Supplied records: Begin
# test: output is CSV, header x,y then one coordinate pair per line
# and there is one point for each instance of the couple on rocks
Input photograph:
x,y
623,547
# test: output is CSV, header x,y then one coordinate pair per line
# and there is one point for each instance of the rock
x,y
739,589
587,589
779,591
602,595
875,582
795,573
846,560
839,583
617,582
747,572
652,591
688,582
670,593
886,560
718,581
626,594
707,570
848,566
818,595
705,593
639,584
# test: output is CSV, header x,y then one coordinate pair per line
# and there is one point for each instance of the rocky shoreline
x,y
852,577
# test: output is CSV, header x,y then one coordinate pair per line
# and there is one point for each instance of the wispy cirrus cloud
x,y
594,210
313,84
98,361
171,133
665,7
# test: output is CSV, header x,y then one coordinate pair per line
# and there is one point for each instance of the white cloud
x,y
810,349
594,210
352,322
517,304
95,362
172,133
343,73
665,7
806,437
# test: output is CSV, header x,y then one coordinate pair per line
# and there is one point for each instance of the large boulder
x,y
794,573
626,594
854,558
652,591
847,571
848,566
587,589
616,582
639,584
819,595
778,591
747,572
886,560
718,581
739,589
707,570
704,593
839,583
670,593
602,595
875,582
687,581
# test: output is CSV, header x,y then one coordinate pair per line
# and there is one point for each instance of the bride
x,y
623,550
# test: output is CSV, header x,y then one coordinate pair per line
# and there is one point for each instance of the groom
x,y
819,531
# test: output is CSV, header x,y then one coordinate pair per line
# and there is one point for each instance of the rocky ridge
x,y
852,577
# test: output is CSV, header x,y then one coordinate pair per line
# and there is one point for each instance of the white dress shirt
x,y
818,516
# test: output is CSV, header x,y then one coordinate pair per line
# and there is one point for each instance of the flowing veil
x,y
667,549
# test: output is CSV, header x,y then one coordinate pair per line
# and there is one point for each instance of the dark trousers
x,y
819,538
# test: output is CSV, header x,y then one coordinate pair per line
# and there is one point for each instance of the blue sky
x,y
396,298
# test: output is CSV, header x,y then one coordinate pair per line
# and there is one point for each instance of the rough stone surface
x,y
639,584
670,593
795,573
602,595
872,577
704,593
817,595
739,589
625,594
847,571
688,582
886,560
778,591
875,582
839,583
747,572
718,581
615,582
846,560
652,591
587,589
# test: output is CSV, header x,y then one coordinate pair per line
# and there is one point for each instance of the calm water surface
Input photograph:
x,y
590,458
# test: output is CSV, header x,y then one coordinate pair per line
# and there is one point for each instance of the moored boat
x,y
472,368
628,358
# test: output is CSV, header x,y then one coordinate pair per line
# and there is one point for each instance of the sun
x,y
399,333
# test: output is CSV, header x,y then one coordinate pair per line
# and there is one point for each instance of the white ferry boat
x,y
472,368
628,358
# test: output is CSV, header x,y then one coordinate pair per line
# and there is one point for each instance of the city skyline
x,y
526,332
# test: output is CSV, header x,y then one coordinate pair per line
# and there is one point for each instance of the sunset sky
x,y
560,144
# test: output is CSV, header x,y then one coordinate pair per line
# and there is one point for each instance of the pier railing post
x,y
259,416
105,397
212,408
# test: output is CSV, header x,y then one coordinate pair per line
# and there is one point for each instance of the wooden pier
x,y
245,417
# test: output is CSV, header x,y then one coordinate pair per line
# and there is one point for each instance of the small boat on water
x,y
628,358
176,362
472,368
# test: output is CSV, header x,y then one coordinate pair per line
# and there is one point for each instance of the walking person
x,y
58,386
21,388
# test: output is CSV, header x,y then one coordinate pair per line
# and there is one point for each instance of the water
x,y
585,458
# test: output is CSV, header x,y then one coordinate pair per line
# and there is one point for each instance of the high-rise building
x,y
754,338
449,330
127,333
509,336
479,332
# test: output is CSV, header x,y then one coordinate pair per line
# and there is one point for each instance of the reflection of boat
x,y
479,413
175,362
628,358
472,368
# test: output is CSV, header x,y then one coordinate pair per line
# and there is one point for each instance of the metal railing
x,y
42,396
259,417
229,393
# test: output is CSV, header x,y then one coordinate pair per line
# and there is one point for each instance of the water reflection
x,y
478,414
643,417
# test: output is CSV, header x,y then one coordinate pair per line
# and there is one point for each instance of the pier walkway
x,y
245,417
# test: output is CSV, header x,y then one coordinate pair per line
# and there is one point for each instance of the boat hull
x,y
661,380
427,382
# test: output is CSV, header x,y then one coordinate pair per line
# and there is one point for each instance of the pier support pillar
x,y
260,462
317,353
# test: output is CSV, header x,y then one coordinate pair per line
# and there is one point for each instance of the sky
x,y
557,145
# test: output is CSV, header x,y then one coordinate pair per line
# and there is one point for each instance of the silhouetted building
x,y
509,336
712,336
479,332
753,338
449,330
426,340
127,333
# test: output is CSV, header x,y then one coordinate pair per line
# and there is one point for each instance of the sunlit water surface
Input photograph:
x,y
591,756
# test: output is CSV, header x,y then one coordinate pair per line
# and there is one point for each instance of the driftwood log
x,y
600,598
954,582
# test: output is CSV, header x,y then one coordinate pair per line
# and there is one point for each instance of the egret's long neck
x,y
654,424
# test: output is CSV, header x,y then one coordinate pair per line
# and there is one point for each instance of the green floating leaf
Supplied records: End
Assigned task
Transcribe the data in full, keeping every detail.

Solution to this exercise
# test: output is CSV, header x,y then one coordinate pair per line
# and there is one point for each instance of the couple on rocks
Input photograph:
x,y
623,547
# test: output is CSV, header x,y then one coordinate pair per line
# and there is one point for each instance of the rock
x,y
739,589
587,589
779,591
602,595
875,582
795,573
846,560
839,583
617,582
747,572
652,591
688,582
670,593
886,560
718,581
626,594
707,570
848,566
818,595
705,593
639,584
# test: output is CSV, header x,y then one coordinate pair per line
# and there is one point for each instance of the rocky shoreline
x,y
852,577
# test: output is CSV, header x,y then one coordinate pair per line
# and there is one point for each instance of the wispy cirrus cloud
x,y
594,210
313,84
98,361
171,133
665,7
# test: output is CSV, header x,y then one coordinate pair per line
# and there is one point for each instance of the white cloud
x,y
810,349
594,210
352,322
517,304
95,362
172,133
343,73
665,7
806,437
# test: output is CSV, header x,y then one coordinate pair per line
# and there is one point for each instance of the large boulder
x,y
794,573
626,594
854,558
652,591
847,571
848,566
587,589
616,582
639,584
819,595
778,591
747,572
886,560
718,581
739,589
707,570
704,593
839,583
670,593
602,595
875,582
687,581
# test: output is CSV, header x,y then one coordinate pair per line
# and there is one point for each instance of the bride
x,y
623,550
# test: output is CSV, header x,y then one coordinate pair per line
# and there is one point for each instance of the groom
x,y
819,531
# test: output is CSV, header x,y then one coordinate pair per line
# and there is one point for each instance of the rocky ridge
x,y
852,577
# test: output is CSV, header x,y then one coordinate pair per line
# and there is one point for each instance of the white dress shirt
x,y
818,516
# test: output is CSV, header x,y then one coordinate pair per line
# and there is one point for each instance of the flowing veil
x,y
667,549
# test: output is CSV, header x,y then one coordinate pair per line
# and there is one point for each instance of the dark trousers
x,y
819,538
# test: output is CSV, header x,y then one coordinate pair per line
# and there is one point for each instance of the blue sky
x,y
396,298
# test: output is CSV, header x,y then one coordinate pair per line
# and there is one point for each instance of the rough stone surface
x,y
639,584
670,593
795,573
602,595
872,577
704,593
817,595
739,589
625,594
847,571
688,582
886,560
778,591
875,582
839,583
747,572
718,581
615,582
846,560
652,591
587,589
# test: output is CSV, header x,y then one coordinate pair per line
# and there is one point for each instance of the calm water surface
Input photograph:
x,y
590,458
# test: output is CSV, header x,y then one coordinate pair per line
# and there is one point for each instance of the moored boat
x,y
472,368
628,358
# test: output is CSV, header x,y then one coordinate pair per line
# and there is one point for each instance of the sun
x,y
399,333
# test: output is CSV, header x,y then one coordinate pair per line
# and there is one point for each instance of the white ferry boat
x,y
472,368
628,358
# test: output is CSV, header x,y then one coordinate pair per line
# and there is one point for each instance of the city skyline
x,y
526,332
# test: output is CSV, header x,y then one coordinate pair per line
# and there is one point for each instance of the sunset sky
x,y
560,144
# test: output is CSV, header x,y then one coordinate pair per line
# and there is one point for each instance of the pier railing post
x,y
259,416
105,397
212,408
# test: output is CSV, header x,y then one coordinate pair per line
# and there is one point for each instance of the wooden pier
x,y
245,417
# test: output is CSV, header x,y then one coordinate pair per line
# and there is one point for each instance of the small boat on water
x,y
628,358
176,362
472,368
# test: output is CSV, header x,y then one coordinate pair per line
# and there is one point for each instance of the walking person
x,y
58,386
21,388
# test: output is CSV, header x,y then one coordinate pair per line
# and there is one point for each instance of the water
x,y
585,458
# test: output is CSV, header x,y then one coordinate pair per line
# and there is one point for each instance of the high-rise building
x,y
754,338
449,330
127,333
509,336
479,332
# test: output is CSV, header x,y then one coordinate pair per line
# and there is one point for each instance of the reflection of boat
x,y
479,413
175,362
628,358
472,368
# test: output is CSV, header x,y then one coordinate pair per line
# and there is one point for each instance of the metal railing
x,y
42,396
259,417
229,393
# test: output is CSV, header x,y then one coordinate pair per line
# and there is one point for each instance of the water reflection
x,y
478,414
643,417
# test: output is CSV, header x,y then one coordinate pair per line
# and there is one point for each instance of the pier walkway
x,y
245,417
# test: output is CSV, header x,y then one coordinate pair per line
# and there is one point for each instance of the boat hull
x,y
661,380
427,382
# test: output is CSV, header x,y then one coordinate pair per line
# and there is one point for each instance of the pier support pillar
x,y
260,462
317,353
# test: output is CSV, header x,y then one coordinate pair per line
# and there is one point for each instance of the sky
x,y
557,145
# test: output is CSV, header x,y then one coordinate pair per line
# and there is one point for each instance of the silhouetted building
x,y
509,336
712,336
479,332
753,338
449,330
426,340
127,333
# test: output is CSV, header x,y then one coordinate pair per line
# and there is one point for each instance of the sunlit water surface
Input photograph:
x,y
591,756
# test: output is CSV, header x,y then one coordinate pair per line
# and there is one point for each instance of the driftwood log
x,y
600,598
954,582
# test: output is CSV, header x,y then one coordinate pair per line
# and there is one point for each instance of the egret's long neck
x,y
654,424
# test: output is CSV, header x,y then one coordinate pair per line
# and there is one point for each instance of the green floating leaf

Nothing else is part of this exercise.